(Entries drawn from a collection)
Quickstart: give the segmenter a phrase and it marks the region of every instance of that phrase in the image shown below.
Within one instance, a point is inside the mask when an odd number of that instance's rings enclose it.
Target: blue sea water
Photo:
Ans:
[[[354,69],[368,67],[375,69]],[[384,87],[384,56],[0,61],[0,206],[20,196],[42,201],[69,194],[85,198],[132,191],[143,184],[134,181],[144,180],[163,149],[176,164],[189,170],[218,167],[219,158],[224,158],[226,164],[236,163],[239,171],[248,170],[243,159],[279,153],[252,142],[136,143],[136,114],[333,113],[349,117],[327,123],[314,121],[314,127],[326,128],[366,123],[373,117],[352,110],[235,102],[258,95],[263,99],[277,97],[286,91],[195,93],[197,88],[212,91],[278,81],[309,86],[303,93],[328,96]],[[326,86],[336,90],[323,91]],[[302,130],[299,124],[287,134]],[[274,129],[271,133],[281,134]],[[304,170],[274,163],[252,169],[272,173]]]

_Task to complete_. Render every line of the entries above as a Markdown table with the columns "Line No." and "Content", one row per line and no rows for blank lines.

_Exercise output_.
| Line No. | Content |
|---|---|
| 1 | Quickstart: give the segmenter a phrase and it marks the region of every instance of that phrase in the image shown below. |
| 2 | Within one instance, a point is inside the mask when an odd number of that instance's rings enclose it. |
| 3 | Target: blue sea water |
| 4 | Photo: |
| 5 | Ans: |
| 6 | [[[354,69],[368,67],[375,69]],[[384,87],[384,56],[0,61],[0,206],[20,196],[42,201],[69,194],[85,198],[132,191],[143,184],[134,181],[144,180],[163,149],[176,164],[189,170],[218,167],[219,158],[224,158],[226,164],[236,163],[239,171],[248,170],[243,159],[279,153],[252,142],[136,143],[136,114],[333,113],[349,117],[327,123],[314,121],[314,127],[326,128],[366,123],[373,117],[352,110],[235,102],[258,95],[263,99],[277,97],[286,91],[195,93],[197,88],[212,91],[278,81],[309,86],[303,93],[328,96]],[[326,86],[336,90],[323,91]],[[302,130],[299,124],[287,134]],[[274,129],[271,133],[281,134]],[[304,170],[274,163],[252,169],[272,173]]] |